- [Work order]: Can you revise the passage about wounded Syrians in Turkey, from "He said he wishes" up to and including "in a wheelchair.", and swap "recovery center" for "rehabilitation center"?

- [Selected excerpt]:
+===+

Refugee camps at capacity
Before the uprising, Zier owned a bakery. After he joined the opposition, he said, he was shot by government forces last spring. It took him two days to get to Turkey for an operation.
He said he wishes that his wife could travel here to care for him, but Turkey’s refugee camps are at capacity, there is not enough space at the recovery center for the family to live, and he cannot afford to pay rent. Sometimes his wife calls with updates of where she and their two young children have moved within Syria in search of safety.
“I cannot provide for them,” Zier said. “A lot of times, I think it would be better if I died than to be in this situation.”
Across the hall lives a 10-year-old boy with a mischievous grin who said he was hit with shrapnel during an air attack by government forces in northern Syria more than three months ago. He has been at the recovery center for two months and now races along the short hallway in a wheelchair.
His roommate is a 42-year-old mother of eight who said she was shot in the back by a Syrian army sniper more than a month ago. She came to Turkey for surgery and arrived at the recovery center last week. “I just hope I can walk again after all of this,” she said through tears. “I just want to see my children.”
Hopes of a miracle
On the second floor, in a room painted pink, lives a 12-year-old girl named Maysa who said she was shot in the lower back by a government sniper four months ago just outside her two-room home in Kafr Rouma, a small village in Idlib. Maysa cannot feel or use her legs, but her mother sits on her bed each day and massages her feet in hopes of a miracle.
Maysa’s father, a construction worker, also was shot that morning and died. Her mother carried her to a makeshift hospital near the village, but that, too, was attacked. Unable to return home, the woman and her children hid in a nearby cave.
A month later, rebel fighters found the family. Maysa’s wounds had begun to smell and she had stopped talking, her mother said. The rebels agreed to watch the other seven children, who range in age from 5 to 14, while the mother smuggled her daughter into Turkey for medical treatment. That was three months ago, and the mother doesn’t know where her other children are or whether they are safe.
Living at the recovery center after surgery, Maysa began to speak again. She is also starting to realize how her life has changed. The girl with inquisitive brown eyes and a short bob of dark hair now wears a diaper and is carried up and down the stairs.
“I don’t know what will happen in the future,” her mother said. “She doesn’t have a father now. They destroyed our home. I have seven other children. I will have to take care of her. . . . I don’t know. I don’t know.”

+===+

- [Data for analysis]:

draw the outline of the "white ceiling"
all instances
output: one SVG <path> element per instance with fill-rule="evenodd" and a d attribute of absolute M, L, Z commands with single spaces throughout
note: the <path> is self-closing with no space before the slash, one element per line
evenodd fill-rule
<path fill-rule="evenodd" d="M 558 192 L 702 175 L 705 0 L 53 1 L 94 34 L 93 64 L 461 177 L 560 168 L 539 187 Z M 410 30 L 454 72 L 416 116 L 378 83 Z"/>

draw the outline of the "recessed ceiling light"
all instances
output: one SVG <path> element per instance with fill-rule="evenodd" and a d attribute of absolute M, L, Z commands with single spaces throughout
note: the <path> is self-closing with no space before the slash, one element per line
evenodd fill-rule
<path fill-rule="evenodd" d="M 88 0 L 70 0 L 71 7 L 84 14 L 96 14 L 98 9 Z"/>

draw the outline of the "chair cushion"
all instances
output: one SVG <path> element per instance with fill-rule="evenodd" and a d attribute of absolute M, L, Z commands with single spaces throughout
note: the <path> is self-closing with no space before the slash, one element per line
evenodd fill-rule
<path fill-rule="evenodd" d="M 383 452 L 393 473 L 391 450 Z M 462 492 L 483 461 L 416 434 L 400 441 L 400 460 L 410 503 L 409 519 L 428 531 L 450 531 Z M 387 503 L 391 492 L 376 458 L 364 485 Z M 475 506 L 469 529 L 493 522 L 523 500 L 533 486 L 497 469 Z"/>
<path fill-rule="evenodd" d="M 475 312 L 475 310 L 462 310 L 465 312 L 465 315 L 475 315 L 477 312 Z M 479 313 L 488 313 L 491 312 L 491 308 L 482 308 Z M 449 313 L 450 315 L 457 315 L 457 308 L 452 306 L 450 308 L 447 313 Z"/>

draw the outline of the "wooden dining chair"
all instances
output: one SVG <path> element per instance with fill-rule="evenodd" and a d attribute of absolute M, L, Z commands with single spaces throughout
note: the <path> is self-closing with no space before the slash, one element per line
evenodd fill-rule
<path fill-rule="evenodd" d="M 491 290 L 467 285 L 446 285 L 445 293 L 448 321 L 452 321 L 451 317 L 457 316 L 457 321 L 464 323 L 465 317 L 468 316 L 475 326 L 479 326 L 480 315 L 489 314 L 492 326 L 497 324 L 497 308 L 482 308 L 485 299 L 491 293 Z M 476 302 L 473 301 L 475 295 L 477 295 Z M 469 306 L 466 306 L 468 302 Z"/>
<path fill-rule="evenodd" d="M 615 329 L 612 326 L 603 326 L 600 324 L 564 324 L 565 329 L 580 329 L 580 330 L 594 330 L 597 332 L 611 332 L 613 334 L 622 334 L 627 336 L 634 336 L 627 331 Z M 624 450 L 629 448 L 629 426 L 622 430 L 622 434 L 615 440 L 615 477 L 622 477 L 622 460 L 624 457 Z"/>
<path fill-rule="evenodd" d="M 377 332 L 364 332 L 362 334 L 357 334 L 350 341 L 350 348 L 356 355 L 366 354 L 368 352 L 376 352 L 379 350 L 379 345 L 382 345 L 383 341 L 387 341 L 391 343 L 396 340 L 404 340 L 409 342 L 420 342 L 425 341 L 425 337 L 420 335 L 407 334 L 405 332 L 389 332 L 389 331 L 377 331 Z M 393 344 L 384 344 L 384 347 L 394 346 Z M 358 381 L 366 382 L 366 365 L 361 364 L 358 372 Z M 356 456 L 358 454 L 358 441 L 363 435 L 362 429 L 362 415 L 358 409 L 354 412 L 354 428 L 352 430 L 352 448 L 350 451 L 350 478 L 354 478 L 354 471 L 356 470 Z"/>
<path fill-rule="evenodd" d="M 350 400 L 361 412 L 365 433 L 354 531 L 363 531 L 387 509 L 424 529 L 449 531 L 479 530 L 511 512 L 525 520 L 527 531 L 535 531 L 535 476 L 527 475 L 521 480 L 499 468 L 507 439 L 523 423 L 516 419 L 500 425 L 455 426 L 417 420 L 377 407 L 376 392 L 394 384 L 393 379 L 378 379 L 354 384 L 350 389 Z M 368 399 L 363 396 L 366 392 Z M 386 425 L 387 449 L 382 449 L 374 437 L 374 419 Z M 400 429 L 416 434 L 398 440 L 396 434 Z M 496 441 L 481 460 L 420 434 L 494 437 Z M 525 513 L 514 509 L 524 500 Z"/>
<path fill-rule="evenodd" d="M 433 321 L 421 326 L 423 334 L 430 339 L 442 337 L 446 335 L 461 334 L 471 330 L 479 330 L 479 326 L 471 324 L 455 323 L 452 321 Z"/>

+===+

- [Output below]:
He said he wishes that his wife could travel here to care for him, but Turkey’s refugee camps are at capacity, there is not enough space at the rehabilitation center for the family to live, and he cannot afford to pay rent. Sometimes his wife calls with updates of where she and their two young children have moved within Syria in search of safety.
“I cannot provide for them,” Zier said. “A lot of times, I think it would be better if I died than to be in this situation.”
Across the hall lives a 10-year-old boy with a mischievous grin who said he was hit with shrapnel during an air attack by government forces in northern Syria more than three months ago. He has been at the rehabilitation center for two months and now races along the short hallway in a wheelchair.